PROBLEM DETAILS:
Switch each "top-left" in these lines to "upper-left" and write the lines out again with nothing else changed.

GIVEN RECORDS:
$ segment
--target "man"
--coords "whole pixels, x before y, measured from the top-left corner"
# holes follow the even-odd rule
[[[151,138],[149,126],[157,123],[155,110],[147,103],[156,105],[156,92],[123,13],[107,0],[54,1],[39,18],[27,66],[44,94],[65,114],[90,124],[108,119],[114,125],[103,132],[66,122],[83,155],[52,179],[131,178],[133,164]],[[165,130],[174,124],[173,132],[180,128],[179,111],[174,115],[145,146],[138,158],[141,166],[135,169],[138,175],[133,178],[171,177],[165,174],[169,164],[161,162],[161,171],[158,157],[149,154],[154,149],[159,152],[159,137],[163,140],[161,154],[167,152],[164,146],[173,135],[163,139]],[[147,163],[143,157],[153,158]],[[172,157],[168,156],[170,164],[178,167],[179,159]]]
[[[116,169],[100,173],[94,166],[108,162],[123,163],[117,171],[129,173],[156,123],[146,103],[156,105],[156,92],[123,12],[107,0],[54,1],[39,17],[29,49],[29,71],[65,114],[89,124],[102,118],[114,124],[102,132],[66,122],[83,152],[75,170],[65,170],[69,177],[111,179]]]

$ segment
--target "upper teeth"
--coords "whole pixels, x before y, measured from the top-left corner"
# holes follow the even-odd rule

EXPECTED ANSWER:
$ segment
--target "man"
--coords "whole pixels, x before y, measured from the upper-left corner"
# holes follow the even-odd rule
[[[151,138],[149,126],[157,123],[155,110],[147,103],[156,105],[156,92],[123,13],[107,0],[54,1],[39,18],[27,66],[44,94],[65,114],[90,124],[108,119],[114,125],[103,132],[66,122],[83,155],[52,179],[131,178],[133,164]],[[165,130],[174,124],[173,132],[180,128],[179,111],[174,115],[145,146],[138,158],[141,166],[135,169],[138,175],[133,178],[171,177],[165,174],[169,164],[161,162],[161,171],[158,157],[149,154],[154,149],[159,152],[159,137],[163,140],[161,154],[167,152],[164,146],[173,135],[163,139]],[[147,163],[143,157],[153,158]],[[172,157],[168,156],[170,164],[178,167],[179,159]]]
[[[116,169],[100,173],[94,166],[108,162],[123,163],[117,171],[129,173],[156,123],[146,103],[156,105],[156,92],[123,12],[107,0],[54,1],[39,17],[29,49],[29,71],[65,114],[89,124],[102,118],[114,124],[102,132],[66,122],[83,152],[75,170],[65,170],[69,177],[111,179]]]

$ segment
--target "upper teeth"
--coords "whole pixels, x before y, measured from the upper-left corner"
# holes follow the even-odd rule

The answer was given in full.